Records from a dataset:
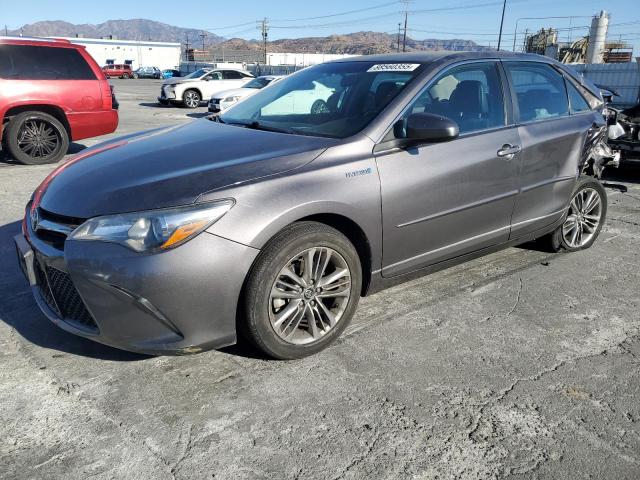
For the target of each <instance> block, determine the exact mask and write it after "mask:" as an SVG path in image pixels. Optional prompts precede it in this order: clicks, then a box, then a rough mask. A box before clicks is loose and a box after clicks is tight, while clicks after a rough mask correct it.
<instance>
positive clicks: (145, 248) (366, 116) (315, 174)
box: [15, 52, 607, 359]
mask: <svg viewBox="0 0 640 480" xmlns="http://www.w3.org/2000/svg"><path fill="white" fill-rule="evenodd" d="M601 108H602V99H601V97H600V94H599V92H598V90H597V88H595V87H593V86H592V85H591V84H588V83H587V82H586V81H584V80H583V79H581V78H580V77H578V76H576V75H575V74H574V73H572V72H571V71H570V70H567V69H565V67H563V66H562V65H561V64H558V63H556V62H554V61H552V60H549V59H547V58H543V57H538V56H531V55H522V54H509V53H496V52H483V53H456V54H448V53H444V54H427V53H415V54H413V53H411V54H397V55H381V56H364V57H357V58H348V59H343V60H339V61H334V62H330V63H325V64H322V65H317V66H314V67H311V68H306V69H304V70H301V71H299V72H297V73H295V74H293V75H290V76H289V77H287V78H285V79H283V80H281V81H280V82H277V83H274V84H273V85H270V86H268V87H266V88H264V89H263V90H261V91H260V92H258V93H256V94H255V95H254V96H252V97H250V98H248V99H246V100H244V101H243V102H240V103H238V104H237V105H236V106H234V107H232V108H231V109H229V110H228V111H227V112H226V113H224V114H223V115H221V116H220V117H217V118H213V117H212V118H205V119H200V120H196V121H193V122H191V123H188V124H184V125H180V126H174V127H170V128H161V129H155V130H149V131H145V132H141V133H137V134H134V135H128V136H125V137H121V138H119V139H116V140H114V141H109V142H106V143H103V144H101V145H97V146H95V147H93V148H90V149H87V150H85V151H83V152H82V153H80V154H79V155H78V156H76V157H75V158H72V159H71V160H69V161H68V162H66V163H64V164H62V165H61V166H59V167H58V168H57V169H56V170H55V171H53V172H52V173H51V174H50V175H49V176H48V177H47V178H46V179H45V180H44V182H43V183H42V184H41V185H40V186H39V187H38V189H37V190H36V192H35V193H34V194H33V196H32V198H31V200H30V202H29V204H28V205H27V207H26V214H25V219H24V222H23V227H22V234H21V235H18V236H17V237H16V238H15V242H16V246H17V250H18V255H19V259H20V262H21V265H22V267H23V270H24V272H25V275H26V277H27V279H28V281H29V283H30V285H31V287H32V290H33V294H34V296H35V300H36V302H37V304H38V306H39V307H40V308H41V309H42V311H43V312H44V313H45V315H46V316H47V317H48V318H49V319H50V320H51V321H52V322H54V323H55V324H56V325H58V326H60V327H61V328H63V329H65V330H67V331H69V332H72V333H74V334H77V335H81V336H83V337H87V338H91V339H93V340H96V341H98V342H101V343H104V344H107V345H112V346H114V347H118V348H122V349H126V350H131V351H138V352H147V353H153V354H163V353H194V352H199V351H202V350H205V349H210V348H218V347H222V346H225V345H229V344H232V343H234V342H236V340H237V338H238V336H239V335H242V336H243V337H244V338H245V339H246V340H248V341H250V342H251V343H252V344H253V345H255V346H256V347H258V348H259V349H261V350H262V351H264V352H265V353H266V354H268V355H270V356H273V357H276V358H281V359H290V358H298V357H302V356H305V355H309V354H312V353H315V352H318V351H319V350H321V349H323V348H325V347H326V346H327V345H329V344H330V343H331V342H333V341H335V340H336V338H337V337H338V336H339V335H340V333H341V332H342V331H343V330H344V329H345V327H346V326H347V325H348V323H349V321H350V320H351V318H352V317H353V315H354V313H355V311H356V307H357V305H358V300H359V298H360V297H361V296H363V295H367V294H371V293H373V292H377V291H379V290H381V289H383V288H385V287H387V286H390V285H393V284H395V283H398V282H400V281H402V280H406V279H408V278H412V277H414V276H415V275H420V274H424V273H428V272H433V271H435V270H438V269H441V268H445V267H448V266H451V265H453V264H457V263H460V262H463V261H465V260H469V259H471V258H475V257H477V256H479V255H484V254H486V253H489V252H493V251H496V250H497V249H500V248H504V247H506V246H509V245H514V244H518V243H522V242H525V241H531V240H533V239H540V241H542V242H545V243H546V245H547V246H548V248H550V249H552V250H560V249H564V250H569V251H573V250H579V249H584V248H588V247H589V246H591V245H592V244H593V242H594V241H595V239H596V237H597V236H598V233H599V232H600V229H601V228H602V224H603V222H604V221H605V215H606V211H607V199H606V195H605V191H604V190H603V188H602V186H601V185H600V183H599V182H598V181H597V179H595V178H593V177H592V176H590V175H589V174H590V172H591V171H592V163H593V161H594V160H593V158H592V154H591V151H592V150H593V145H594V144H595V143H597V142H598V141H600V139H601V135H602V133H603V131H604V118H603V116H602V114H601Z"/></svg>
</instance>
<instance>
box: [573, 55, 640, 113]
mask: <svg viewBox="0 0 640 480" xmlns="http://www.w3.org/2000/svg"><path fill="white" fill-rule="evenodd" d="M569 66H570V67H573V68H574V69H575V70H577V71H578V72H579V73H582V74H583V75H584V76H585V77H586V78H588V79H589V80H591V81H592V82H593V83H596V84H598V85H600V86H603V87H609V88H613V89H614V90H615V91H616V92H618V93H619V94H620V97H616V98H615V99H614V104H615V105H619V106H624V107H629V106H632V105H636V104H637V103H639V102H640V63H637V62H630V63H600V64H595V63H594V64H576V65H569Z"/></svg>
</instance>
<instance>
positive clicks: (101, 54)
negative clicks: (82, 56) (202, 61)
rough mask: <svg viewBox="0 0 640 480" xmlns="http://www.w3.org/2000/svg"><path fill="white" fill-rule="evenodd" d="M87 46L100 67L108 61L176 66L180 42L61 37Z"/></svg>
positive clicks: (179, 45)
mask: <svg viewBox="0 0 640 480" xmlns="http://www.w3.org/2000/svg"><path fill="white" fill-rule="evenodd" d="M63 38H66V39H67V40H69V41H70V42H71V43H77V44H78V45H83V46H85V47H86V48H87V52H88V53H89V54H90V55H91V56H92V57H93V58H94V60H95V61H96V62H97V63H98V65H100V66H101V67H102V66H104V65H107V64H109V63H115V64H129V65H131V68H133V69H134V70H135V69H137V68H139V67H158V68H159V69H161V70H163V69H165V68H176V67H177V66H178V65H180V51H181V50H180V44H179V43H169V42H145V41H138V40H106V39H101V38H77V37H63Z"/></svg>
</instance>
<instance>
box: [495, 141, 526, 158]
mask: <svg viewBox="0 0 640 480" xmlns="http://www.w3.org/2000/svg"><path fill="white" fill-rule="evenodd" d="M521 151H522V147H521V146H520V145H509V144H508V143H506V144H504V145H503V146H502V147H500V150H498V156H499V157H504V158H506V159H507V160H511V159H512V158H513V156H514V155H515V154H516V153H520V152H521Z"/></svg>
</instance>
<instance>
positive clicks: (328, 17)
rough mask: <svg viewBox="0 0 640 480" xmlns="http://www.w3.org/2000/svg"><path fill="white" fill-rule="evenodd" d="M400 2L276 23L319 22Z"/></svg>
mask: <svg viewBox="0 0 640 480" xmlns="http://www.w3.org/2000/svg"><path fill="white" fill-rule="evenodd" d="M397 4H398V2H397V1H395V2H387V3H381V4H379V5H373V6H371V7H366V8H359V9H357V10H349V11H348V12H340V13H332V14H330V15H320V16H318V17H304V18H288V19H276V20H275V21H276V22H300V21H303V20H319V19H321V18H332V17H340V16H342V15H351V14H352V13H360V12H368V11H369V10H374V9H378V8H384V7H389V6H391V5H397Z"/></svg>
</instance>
* * *
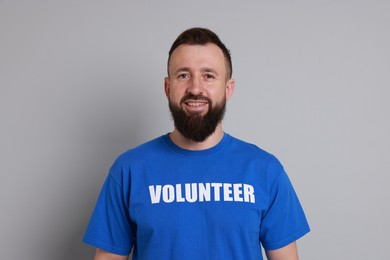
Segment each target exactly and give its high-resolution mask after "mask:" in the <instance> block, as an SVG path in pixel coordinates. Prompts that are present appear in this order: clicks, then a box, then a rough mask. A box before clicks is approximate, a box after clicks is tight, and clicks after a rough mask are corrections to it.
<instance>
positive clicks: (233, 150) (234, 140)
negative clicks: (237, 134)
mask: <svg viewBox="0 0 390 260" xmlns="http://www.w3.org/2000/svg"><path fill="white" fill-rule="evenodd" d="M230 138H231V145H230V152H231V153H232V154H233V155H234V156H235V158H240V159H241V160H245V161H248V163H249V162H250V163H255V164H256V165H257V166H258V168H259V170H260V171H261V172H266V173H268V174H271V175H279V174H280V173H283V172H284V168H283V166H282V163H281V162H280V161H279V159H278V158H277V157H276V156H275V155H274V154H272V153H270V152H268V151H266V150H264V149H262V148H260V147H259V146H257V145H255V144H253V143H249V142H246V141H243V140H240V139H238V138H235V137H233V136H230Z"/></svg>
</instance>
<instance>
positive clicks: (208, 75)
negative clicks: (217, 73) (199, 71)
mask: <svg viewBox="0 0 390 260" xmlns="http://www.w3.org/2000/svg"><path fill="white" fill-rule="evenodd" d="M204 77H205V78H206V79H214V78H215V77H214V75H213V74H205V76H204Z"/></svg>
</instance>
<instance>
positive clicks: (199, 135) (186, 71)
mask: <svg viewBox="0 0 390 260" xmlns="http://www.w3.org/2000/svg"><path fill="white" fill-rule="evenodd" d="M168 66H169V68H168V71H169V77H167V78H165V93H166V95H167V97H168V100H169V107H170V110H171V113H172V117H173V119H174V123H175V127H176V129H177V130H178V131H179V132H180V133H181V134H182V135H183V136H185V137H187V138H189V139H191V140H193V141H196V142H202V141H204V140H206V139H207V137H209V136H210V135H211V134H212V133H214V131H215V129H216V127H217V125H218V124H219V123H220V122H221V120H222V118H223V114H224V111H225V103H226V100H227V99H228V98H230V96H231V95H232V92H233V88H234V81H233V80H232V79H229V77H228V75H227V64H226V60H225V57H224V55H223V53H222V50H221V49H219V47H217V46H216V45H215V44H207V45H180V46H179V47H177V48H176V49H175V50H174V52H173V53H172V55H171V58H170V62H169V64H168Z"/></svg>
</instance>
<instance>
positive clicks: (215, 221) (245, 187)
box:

# INSTRUCTIONS TO FOLLOW:
Can you turn the stretch from the line containing "For the target" through the line containing "box: [15, 52, 607, 359]" into a Markdown table with the columns Row and Line, numbering each line and leaving out blank ones?

# TASK ANSWER:
| Row | Line |
|---|---|
| 1 | For the target of each <instance> block, determine the exact mask and write it after "mask:" as an SVG path in image pixels. Optional prompts precede it in this order: clicks, then a box, then a rough mask. A box before clicks is loose and a box after clicks is tight, while clicks after a rough mask correct it. |
| 2 | <instance> |
| 3 | positive clicks: (145, 248) (366, 116) (315, 174) |
| 4 | box: [15, 52, 607, 359] |